= AIM OF THE EXERCISE =
Send back the records in full, character for character.

= Saved entries =
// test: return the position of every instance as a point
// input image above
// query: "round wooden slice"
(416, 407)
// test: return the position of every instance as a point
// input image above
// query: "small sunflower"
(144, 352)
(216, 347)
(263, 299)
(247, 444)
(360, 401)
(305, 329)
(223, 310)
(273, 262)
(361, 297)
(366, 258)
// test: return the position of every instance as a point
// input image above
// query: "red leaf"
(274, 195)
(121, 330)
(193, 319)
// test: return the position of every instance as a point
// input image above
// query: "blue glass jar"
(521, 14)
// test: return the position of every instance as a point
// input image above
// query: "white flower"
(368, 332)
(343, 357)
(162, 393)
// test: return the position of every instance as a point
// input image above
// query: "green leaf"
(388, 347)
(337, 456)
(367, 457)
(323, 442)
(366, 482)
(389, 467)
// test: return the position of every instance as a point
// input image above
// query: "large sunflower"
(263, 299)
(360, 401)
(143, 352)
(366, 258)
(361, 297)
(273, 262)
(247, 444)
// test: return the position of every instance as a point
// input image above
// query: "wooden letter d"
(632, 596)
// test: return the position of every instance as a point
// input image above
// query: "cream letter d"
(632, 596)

= WRITTEN SOLUTION =
// test: return the position of every instance as a point
// input image above
// query: "round wooden slice"
(416, 407)
// test: return the position of every instance as a point
// input image above
// query: "small sunflower"
(144, 352)
(216, 347)
(263, 299)
(247, 444)
(360, 401)
(305, 329)
(223, 310)
(273, 262)
(361, 297)
(366, 258)
// test: return the position of every instance as a point
// input image above
// query: "red leaf"
(274, 195)
(121, 330)
(193, 319)
// test: return the position of every instance as a point
// input image above
// query: "blue glass jar"
(521, 14)
// test: return the position of every instance as a point
// input image above
// query: "white flower"
(368, 332)
(343, 357)
(162, 393)
// test: return the position of every instance as a point
// input image above
// query: "green leaf"
(388, 347)
(337, 456)
(367, 457)
(323, 442)
(366, 482)
(389, 467)
// test: return the position of every instance as a point
// input image above
// query: "large sunflower"
(263, 299)
(360, 401)
(143, 352)
(366, 258)
(361, 297)
(273, 262)
(247, 444)
// test: return the position of every instance as a point
// input image above
// query: "wooden letter d"
(632, 596)
// test: return the position of every instance as a point
// input image above
// query: "cream letter d"
(632, 596)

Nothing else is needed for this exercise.